• [What this task involves]:
Copy the items below word for word, from the line containing "of the dune" through the line containing "[(27, 163)]", with both of those lines included.

Named object pointing items:
......

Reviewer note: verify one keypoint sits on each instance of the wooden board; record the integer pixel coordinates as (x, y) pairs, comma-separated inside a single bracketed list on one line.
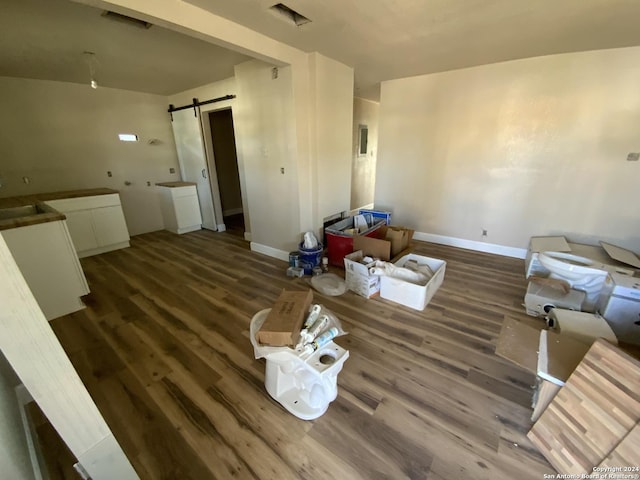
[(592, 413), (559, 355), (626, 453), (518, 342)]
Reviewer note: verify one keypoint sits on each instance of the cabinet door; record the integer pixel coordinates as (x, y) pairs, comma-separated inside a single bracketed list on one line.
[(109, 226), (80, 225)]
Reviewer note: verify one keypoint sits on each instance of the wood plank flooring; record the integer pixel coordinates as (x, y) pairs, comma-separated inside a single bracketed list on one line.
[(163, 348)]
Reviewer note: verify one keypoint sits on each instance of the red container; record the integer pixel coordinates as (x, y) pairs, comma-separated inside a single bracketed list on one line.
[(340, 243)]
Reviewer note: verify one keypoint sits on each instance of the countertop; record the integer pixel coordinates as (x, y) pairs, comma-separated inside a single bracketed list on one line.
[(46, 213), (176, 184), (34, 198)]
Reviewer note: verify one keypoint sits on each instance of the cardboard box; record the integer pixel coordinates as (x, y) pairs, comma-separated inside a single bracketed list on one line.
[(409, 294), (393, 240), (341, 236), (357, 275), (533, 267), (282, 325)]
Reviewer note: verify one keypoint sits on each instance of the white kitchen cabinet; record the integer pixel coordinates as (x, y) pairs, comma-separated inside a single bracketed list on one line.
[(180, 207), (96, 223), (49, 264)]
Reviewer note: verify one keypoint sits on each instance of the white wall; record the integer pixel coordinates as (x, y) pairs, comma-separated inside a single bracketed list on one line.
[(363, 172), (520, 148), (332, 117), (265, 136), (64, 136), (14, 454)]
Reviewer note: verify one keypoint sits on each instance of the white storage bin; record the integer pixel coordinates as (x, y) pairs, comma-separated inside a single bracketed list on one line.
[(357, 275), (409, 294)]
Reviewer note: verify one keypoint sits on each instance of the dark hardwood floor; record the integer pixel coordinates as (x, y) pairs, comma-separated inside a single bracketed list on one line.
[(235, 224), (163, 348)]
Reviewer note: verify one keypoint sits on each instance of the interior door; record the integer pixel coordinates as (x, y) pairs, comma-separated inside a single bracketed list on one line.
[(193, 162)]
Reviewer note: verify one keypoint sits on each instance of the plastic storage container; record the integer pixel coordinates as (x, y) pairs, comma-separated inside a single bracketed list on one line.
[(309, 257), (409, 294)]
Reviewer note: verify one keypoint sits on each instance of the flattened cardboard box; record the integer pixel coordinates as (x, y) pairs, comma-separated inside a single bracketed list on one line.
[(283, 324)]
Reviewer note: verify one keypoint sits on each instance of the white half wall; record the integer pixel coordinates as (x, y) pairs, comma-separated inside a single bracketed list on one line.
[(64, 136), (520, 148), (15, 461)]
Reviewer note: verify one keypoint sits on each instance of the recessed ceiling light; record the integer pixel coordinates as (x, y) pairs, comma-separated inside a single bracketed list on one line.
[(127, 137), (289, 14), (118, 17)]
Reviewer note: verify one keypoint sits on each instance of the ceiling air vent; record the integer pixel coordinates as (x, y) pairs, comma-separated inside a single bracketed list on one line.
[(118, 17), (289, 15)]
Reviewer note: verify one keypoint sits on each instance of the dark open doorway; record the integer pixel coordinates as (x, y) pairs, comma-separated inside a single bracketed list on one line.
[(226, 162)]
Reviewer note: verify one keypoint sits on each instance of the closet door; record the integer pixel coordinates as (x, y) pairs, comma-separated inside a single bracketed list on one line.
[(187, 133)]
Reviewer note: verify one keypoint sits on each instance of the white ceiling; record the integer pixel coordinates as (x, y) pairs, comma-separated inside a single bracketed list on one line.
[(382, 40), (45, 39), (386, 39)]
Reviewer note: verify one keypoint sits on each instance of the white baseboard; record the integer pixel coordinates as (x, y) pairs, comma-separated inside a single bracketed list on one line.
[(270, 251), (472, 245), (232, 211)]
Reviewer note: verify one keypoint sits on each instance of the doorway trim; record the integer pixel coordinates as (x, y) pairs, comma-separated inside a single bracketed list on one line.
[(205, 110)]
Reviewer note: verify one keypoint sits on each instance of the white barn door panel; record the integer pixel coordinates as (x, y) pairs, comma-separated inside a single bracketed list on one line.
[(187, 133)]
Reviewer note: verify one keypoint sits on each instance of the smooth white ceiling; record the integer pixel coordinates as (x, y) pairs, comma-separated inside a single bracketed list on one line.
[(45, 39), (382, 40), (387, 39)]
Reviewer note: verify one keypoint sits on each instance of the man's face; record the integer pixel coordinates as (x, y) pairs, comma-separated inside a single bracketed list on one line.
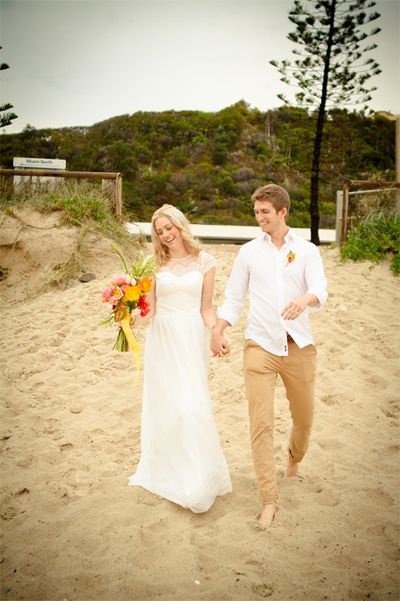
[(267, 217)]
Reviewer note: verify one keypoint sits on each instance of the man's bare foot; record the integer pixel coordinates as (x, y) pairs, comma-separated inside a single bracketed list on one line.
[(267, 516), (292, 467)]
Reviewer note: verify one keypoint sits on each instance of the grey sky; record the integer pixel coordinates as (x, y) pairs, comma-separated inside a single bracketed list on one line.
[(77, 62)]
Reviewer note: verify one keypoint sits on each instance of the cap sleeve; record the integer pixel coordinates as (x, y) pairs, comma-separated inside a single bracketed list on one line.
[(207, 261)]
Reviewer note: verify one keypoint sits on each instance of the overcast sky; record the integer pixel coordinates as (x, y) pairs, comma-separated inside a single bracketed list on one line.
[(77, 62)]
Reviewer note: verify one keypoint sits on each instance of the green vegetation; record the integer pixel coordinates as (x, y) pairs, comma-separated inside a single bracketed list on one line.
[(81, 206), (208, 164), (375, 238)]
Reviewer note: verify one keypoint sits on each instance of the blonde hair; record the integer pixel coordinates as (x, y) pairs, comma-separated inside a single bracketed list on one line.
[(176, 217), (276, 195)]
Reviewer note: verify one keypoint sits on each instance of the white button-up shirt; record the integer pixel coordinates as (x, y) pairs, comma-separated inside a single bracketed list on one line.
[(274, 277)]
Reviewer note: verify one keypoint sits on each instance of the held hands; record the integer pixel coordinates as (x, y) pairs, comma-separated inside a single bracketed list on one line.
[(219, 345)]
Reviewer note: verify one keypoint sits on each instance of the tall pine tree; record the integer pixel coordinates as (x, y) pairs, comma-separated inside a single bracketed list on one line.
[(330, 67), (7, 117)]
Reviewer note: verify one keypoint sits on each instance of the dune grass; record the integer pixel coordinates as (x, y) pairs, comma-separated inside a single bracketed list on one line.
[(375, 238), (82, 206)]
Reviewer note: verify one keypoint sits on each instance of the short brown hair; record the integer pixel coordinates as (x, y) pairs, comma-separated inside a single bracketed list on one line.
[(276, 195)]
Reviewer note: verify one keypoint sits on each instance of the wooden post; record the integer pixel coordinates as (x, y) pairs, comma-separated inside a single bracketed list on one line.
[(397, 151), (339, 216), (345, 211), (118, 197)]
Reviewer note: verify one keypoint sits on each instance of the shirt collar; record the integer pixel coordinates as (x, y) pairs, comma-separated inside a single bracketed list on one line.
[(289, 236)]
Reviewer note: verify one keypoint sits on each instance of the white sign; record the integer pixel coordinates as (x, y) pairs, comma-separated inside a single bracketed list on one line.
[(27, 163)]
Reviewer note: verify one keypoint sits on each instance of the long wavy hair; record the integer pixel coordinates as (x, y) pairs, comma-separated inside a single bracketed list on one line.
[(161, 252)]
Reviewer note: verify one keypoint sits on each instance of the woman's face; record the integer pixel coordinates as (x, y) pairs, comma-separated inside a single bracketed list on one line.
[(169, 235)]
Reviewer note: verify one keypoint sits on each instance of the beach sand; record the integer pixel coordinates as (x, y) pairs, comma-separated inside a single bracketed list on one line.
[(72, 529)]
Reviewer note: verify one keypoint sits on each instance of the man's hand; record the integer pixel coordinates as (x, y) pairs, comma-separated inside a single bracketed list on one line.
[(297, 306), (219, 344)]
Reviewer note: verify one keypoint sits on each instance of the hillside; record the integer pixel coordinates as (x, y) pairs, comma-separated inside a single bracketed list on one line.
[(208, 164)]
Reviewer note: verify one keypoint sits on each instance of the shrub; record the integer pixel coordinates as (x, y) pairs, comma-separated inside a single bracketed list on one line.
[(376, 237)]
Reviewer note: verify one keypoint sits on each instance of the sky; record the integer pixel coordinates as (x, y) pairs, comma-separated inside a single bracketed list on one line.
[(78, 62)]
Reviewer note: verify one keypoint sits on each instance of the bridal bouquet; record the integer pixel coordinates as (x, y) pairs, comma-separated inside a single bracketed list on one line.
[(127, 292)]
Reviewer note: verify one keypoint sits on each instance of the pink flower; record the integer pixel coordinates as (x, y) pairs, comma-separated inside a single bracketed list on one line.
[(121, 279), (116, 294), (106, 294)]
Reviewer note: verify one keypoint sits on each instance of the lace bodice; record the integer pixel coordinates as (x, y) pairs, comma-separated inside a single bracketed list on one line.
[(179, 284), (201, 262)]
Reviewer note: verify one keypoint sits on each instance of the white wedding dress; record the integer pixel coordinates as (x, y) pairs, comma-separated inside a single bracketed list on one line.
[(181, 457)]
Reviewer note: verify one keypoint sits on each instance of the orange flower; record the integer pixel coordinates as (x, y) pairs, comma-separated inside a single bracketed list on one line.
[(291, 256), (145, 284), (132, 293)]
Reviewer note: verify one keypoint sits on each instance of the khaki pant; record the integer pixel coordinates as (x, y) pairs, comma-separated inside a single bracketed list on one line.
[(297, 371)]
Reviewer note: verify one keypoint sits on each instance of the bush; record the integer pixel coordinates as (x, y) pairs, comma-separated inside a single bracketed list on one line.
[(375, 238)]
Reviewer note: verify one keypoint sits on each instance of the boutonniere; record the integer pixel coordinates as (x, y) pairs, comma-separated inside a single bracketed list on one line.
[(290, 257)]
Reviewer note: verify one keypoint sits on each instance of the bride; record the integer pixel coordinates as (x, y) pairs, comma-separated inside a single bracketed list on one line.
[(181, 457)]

......

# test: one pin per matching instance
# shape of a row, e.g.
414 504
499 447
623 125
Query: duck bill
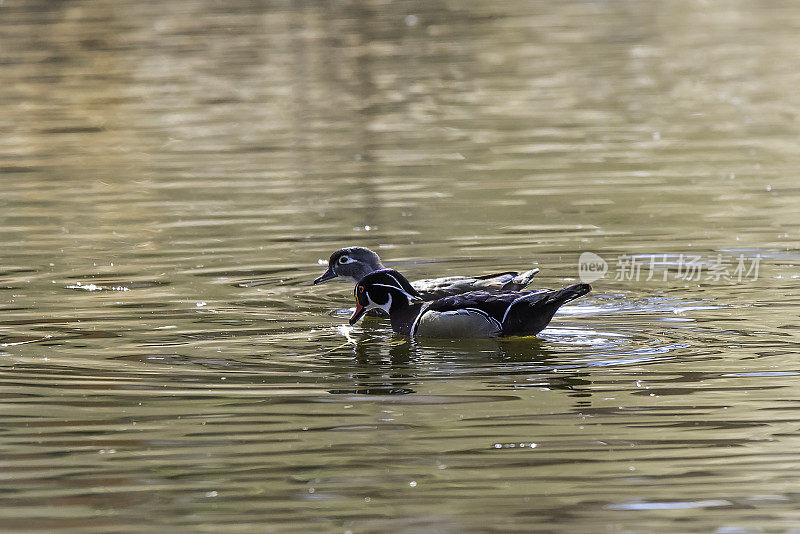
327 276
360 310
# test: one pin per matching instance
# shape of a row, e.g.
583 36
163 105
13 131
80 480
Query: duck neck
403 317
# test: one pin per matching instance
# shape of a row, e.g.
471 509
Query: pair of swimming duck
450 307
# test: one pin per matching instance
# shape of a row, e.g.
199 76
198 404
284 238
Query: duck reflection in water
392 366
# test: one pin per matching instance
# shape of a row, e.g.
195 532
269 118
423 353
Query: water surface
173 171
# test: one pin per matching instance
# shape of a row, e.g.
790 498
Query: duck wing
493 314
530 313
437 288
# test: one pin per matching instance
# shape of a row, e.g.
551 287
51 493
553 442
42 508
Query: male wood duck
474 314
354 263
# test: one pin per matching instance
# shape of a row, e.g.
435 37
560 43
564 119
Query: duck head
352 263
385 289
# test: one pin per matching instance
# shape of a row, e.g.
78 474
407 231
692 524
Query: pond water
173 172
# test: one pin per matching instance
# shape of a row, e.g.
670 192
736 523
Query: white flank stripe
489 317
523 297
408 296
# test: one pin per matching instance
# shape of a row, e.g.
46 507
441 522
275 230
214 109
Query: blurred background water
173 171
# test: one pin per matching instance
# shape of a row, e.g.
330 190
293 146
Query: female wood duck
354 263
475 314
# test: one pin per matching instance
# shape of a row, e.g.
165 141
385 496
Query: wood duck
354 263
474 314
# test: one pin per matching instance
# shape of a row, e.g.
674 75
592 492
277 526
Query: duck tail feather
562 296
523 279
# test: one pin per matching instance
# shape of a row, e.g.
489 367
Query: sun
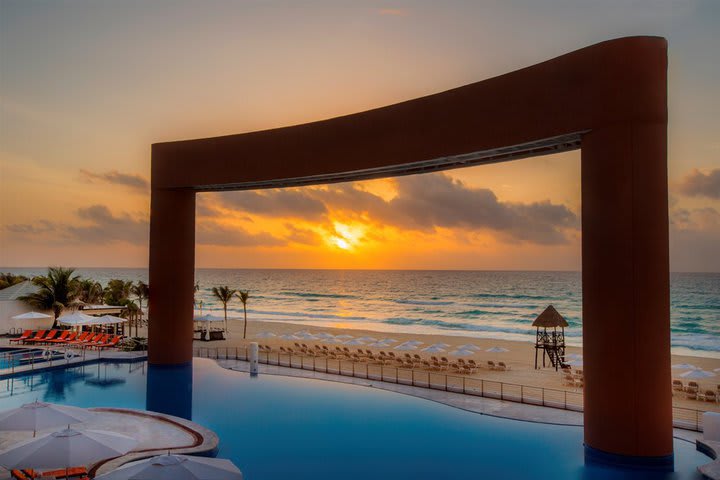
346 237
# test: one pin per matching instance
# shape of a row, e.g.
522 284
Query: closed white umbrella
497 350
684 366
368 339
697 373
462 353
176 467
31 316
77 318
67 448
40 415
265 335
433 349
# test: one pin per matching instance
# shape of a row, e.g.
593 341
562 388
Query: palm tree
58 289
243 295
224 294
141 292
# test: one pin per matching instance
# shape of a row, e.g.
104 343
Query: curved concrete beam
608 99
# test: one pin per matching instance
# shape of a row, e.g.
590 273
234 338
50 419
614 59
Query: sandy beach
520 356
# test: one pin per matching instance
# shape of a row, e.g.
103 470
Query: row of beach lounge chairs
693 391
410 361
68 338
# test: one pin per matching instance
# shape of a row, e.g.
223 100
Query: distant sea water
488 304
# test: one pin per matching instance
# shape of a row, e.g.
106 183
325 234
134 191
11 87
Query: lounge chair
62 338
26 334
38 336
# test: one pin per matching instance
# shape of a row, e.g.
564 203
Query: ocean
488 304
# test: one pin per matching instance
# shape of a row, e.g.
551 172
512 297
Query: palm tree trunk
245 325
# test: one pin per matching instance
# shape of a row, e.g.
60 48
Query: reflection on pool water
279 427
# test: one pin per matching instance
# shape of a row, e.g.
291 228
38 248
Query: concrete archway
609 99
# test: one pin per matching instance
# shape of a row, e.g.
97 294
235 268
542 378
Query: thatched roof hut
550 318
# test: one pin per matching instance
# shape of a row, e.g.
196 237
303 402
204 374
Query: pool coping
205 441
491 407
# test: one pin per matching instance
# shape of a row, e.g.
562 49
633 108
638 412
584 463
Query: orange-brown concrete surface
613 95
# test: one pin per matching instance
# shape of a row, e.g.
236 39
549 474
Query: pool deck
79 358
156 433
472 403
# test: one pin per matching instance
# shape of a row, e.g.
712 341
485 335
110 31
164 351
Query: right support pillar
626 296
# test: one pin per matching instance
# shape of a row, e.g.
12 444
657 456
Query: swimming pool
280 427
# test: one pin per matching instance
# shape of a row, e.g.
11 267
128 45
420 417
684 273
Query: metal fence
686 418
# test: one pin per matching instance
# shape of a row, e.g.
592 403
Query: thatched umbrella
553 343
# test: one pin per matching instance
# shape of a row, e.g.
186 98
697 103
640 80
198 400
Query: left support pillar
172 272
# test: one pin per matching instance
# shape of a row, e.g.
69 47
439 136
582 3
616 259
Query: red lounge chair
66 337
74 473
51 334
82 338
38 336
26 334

......

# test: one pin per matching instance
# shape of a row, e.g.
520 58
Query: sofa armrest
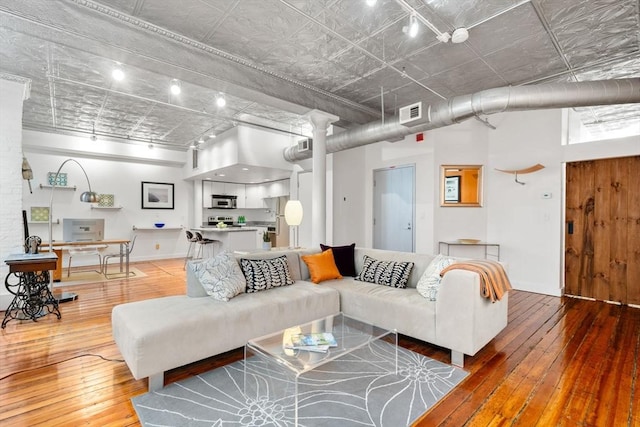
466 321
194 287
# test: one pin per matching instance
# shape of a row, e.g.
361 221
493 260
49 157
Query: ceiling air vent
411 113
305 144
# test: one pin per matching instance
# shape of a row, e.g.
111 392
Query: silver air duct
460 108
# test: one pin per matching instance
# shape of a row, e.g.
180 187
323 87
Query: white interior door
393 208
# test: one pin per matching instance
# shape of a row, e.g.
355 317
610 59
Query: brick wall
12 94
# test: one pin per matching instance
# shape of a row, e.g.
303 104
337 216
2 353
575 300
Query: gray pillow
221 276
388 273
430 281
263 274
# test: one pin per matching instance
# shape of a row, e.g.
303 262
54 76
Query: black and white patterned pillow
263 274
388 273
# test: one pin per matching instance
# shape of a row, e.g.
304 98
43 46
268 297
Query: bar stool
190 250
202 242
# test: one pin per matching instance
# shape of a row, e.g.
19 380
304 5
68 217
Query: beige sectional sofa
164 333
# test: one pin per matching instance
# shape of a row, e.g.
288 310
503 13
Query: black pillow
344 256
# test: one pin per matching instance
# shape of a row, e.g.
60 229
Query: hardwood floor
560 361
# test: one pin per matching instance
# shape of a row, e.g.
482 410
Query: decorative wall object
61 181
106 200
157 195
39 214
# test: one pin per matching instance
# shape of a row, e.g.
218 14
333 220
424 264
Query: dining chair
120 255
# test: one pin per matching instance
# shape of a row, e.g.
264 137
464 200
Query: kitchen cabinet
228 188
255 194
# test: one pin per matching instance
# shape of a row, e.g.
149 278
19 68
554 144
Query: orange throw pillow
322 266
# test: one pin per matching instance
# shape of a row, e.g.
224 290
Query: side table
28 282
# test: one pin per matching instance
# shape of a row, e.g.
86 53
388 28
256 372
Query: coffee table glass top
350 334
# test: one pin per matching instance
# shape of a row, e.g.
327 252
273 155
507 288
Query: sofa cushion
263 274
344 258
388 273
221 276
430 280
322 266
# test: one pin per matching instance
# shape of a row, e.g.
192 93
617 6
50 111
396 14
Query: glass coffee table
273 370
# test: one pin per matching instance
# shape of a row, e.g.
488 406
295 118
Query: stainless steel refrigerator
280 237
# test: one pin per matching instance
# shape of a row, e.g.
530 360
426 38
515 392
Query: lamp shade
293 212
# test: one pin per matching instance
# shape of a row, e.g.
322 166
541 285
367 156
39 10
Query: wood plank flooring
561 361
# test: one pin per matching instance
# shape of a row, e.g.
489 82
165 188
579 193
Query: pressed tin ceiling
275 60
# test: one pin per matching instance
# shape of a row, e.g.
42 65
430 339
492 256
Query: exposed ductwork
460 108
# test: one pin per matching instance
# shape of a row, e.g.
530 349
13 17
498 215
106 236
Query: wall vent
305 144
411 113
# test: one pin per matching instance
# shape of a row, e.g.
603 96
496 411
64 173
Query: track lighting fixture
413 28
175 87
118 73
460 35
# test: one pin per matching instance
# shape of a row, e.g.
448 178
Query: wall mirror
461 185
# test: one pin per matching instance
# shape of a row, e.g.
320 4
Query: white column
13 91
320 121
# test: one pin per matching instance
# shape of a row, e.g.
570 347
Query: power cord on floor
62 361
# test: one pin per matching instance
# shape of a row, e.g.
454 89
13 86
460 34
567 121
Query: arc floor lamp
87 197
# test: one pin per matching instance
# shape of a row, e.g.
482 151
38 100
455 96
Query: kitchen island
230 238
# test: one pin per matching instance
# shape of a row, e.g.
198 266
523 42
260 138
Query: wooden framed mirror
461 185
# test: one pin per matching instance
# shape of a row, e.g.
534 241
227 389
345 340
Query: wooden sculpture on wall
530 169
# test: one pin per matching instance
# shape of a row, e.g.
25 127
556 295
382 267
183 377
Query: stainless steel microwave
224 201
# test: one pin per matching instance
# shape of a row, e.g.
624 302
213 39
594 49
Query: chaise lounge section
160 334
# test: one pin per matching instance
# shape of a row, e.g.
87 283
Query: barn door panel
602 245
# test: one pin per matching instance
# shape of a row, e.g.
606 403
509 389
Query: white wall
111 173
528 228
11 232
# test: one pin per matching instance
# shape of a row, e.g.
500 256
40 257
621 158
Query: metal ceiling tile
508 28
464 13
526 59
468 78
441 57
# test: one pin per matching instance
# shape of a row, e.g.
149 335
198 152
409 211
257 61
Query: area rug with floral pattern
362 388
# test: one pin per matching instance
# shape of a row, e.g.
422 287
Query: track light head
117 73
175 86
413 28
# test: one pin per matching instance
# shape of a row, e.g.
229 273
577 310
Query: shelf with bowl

......

• [Right answer]:
Reviewer note: verify one keypoint sits on each instance of the dune grass; record the integer pixel coordinates as (x, y) pairs, comma-separated inside a single bracketed list on one line.
[(375, 238), (82, 206)]
Reviewer note: verify one keypoint sits on each instance of the short brown hair; record the integer pixel coordinates as (x, y) pairs, comma-separated inside a single bracketed list on one line.
[(276, 195)]
Reviewer note: verify one keypoint sits on each instance of the wooden post; record the integer pixel coordinates as (x, y) pairs, comma-separated inside a single bracketed list on one line.
[(397, 151), (339, 216), (345, 211), (118, 197)]
Reviewer note: verify one keypoint sits on each instance of the shirt collar; record the integer pixel coordinates as (x, y) pairs, comma-separated inside a single bracketed list on one line.
[(289, 236)]
Reviewer note: verify one keypoint sits on each instance of the white sign; record the integer pixel coordinates as (x, y) pairs, comma-separated inside a single bracketed list on one line.
[(27, 163)]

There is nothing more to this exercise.